◆ EXERCISE OBJECTIVE ◆
Return the entries below verbatim, from the line that holds "green helmet, one point per instance." through the line that holds "[[654, 279]]", with both of those lines included.
+++
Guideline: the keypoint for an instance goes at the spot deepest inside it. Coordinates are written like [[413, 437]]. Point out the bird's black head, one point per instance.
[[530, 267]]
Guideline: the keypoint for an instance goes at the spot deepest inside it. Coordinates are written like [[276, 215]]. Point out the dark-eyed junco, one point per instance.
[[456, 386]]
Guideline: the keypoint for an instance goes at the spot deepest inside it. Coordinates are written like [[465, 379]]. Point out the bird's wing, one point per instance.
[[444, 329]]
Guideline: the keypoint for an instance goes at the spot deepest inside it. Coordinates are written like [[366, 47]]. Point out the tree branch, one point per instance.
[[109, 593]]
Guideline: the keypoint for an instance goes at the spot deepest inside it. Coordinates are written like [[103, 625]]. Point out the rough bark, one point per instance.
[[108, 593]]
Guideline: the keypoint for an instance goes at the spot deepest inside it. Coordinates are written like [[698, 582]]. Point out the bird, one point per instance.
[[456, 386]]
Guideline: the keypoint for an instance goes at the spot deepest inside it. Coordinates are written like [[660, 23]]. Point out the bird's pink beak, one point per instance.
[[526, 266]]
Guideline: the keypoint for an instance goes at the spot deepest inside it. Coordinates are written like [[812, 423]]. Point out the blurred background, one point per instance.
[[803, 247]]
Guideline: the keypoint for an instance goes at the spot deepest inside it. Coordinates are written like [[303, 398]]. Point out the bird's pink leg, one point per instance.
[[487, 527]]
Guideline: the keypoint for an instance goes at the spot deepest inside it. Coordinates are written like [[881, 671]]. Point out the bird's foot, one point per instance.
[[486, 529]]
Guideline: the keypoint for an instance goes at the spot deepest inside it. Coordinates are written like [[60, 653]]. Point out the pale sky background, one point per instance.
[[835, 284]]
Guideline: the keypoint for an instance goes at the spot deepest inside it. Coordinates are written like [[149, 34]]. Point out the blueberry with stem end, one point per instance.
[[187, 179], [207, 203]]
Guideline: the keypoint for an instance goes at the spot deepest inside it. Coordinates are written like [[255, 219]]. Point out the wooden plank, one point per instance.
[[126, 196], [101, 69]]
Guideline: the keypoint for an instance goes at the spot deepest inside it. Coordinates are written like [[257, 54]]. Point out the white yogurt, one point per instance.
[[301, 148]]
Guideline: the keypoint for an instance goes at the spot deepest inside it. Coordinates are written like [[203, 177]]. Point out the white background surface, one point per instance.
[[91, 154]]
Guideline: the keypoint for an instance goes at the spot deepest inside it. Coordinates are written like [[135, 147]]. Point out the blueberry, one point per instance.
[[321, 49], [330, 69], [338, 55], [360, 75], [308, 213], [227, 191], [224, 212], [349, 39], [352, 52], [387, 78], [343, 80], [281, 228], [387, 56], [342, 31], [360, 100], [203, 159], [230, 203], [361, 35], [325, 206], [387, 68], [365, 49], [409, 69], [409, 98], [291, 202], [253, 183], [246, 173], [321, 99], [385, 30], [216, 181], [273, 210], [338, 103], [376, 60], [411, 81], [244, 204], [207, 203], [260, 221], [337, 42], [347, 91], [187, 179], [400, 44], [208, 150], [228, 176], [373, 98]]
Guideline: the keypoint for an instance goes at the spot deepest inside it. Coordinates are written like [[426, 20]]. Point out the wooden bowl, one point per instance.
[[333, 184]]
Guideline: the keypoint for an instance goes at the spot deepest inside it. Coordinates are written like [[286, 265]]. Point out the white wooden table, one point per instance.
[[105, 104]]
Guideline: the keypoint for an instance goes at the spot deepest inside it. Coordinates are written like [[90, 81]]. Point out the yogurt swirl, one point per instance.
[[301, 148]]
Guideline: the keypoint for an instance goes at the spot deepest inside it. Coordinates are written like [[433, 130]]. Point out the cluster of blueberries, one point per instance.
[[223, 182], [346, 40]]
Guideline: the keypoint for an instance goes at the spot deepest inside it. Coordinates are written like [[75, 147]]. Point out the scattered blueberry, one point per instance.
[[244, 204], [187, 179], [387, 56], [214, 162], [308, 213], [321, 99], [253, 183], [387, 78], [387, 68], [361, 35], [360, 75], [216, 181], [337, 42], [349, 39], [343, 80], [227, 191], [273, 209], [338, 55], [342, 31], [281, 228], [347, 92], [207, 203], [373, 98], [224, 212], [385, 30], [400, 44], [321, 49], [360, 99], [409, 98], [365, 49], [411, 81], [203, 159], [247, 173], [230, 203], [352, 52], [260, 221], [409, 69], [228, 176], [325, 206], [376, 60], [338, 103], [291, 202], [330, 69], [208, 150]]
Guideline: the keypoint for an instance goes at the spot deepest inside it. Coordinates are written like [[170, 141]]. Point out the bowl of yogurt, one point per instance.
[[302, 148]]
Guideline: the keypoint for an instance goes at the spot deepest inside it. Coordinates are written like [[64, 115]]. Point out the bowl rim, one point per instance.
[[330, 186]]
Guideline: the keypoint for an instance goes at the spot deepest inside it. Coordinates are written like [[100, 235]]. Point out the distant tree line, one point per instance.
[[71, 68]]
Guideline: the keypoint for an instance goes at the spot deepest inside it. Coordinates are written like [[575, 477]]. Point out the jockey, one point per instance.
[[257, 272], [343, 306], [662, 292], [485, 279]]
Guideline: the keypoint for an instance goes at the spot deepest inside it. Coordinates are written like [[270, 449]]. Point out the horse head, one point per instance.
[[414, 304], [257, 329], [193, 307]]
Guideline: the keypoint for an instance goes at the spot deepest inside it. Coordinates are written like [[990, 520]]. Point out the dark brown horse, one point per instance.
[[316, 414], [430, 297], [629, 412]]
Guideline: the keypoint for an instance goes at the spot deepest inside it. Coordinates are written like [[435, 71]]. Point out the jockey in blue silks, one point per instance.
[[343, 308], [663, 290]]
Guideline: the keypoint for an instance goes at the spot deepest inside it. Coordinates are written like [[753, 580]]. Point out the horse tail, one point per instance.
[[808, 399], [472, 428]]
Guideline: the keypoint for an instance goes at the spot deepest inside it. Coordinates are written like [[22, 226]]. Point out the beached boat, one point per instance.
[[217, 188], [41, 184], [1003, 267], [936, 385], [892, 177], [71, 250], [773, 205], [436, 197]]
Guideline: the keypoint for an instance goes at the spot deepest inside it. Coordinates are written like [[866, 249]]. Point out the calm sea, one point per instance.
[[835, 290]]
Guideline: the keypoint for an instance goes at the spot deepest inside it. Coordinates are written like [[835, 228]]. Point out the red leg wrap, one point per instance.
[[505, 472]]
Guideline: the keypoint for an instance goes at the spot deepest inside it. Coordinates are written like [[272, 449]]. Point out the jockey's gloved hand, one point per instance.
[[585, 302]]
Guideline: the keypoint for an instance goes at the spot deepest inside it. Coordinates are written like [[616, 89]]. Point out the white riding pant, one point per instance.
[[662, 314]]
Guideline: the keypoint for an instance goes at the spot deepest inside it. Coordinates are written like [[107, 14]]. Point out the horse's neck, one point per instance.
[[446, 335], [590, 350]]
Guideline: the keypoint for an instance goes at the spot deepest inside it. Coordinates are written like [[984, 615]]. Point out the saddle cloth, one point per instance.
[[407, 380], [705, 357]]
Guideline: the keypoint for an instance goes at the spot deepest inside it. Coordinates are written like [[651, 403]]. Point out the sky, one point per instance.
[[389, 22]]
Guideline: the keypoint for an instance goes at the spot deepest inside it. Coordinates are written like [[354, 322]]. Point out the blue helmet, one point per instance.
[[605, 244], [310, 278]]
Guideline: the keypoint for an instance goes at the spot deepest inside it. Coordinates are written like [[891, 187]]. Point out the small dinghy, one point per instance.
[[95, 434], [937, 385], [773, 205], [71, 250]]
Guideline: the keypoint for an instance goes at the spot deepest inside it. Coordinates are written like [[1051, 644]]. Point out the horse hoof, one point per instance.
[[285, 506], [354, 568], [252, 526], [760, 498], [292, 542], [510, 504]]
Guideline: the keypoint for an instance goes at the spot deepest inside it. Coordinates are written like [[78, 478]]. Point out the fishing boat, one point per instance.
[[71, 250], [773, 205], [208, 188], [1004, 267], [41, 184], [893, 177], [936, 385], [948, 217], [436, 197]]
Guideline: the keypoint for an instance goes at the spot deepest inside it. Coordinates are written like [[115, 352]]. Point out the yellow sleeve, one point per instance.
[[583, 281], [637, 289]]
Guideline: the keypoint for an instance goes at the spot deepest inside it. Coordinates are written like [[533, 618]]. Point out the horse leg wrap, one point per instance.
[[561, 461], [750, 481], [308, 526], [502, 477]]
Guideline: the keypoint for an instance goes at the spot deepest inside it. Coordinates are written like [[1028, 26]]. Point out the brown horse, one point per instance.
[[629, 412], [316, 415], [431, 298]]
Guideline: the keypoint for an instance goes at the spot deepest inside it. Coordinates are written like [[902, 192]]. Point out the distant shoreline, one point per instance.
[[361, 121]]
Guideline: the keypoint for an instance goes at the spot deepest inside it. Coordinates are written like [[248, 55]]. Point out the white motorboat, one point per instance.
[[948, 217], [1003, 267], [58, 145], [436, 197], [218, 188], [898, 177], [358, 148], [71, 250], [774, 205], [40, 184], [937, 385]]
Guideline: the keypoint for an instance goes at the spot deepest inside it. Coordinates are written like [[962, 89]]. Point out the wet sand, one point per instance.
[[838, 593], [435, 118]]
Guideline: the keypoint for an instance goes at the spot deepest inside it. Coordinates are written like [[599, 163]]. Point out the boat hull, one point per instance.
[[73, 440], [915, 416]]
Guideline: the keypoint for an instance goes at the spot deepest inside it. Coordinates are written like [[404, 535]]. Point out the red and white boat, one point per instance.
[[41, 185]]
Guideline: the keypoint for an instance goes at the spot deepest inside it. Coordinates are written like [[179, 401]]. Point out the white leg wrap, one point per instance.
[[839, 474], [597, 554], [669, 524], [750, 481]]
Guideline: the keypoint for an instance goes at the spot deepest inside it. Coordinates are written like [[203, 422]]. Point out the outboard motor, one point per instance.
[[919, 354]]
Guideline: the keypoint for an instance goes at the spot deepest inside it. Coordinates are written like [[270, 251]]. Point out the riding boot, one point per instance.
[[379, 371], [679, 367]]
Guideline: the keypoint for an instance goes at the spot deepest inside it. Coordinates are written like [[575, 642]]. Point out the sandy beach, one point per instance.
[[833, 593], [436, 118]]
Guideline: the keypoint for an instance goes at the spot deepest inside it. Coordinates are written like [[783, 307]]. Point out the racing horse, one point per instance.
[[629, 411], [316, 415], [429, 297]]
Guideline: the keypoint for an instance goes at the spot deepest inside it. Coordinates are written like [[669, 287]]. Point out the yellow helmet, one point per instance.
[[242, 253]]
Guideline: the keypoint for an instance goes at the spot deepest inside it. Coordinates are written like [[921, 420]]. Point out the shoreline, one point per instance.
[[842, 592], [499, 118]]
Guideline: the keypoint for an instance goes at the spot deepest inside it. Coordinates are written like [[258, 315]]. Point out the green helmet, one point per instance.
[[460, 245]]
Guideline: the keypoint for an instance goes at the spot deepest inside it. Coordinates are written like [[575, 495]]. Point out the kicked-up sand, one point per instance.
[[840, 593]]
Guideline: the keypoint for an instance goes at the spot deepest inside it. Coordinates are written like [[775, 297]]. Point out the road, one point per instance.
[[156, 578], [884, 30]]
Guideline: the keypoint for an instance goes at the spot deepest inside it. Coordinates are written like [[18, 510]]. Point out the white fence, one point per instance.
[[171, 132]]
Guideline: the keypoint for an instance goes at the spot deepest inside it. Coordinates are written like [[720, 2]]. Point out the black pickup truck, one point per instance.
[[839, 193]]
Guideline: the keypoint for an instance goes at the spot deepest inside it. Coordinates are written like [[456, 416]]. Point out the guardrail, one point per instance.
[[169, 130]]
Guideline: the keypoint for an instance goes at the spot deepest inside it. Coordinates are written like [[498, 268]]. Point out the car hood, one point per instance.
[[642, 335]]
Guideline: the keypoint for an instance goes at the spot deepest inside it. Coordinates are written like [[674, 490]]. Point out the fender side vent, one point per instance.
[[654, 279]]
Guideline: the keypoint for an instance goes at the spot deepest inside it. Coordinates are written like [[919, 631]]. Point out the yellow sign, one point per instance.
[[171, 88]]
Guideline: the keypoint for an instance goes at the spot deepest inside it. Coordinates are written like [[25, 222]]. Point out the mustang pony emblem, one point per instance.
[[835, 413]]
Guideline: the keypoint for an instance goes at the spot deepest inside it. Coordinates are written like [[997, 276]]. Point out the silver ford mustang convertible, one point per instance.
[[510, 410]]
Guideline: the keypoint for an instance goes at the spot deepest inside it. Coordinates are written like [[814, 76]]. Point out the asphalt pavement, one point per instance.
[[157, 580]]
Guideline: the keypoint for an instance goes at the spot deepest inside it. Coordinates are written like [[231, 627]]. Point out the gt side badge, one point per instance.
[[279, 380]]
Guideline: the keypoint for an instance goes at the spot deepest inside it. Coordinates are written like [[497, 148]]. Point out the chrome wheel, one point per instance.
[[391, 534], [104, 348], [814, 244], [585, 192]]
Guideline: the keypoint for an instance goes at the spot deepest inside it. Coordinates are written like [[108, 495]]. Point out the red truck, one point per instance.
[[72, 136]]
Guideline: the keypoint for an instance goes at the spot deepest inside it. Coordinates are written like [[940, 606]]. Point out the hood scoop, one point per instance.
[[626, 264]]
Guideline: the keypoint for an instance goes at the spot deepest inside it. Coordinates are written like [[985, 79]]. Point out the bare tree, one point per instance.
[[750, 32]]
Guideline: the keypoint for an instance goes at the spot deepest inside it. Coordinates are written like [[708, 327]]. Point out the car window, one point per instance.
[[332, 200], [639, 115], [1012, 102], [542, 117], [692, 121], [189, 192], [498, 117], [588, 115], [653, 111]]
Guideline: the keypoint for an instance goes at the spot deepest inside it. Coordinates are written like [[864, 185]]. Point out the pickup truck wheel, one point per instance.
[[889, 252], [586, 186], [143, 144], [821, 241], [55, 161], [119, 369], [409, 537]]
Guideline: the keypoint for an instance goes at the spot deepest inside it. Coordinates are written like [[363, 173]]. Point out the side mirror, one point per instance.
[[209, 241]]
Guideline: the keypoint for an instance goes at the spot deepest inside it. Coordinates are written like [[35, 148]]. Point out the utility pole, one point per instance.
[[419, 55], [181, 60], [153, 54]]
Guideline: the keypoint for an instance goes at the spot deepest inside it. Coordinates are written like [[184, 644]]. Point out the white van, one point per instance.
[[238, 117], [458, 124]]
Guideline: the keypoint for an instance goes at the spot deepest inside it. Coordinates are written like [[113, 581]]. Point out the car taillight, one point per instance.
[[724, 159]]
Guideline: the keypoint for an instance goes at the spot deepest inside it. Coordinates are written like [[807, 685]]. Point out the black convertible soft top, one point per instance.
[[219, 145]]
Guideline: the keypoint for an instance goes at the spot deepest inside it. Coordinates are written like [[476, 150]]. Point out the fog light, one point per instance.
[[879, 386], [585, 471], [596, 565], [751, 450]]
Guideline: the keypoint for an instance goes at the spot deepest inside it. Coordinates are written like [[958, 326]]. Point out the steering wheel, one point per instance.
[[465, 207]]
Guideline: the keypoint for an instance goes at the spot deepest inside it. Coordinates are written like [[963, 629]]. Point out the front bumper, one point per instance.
+++
◆ SOLUTION TO THE EXERCISE ◆
Guideline: the keypoint for an instance goes at the spot deepest inside it. Coordinates are written like [[258, 315]]. Point out the green helmet, one point per instance.
[[460, 245]]
Guideline: the keypoint for an instance goes at the spot deepest inside it. Coordinates are written like [[575, 495]]. Point out the kicked-up sand, one point per instance.
[[840, 593]]
Guideline: the keypoint for an instance goes at the spot deepest inside it. Coordinates are written like [[775, 297]]. Point out the road, one point per instance.
[[156, 578], [884, 30]]
Guideline: the keypoint for an instance goes at the spot deepest inside it. Coordinates are written like [[18, 510]]. Point out the white fence, one point per instance.
[[171, 132]]
Guideline: the keypoint for an instance goes at the spot deepest inside it. Coordinates are written like [[720, 2]]. Point out the black pickup truck, one point per instance.
[[839, 193]]
Guideline: the keypoint for an instance goes at the spot deepest inside it. Coordinates are written like [[456, 416]]. Point out the guardrail, one point per instance.
[[169, 130]]
Guideline: the keypoint for an instance goes at the spot deepest inside it. Coordinates are written like [[498, 268]]. Point out the car hood, one point per instance.
[[642, 335]]
Guideline: the keypoint for an instance goes at the spot deepest inside it. Coordinates are written like [[674, 490]]. Point out the fender side vent, one point per instance.
[[654, 279]]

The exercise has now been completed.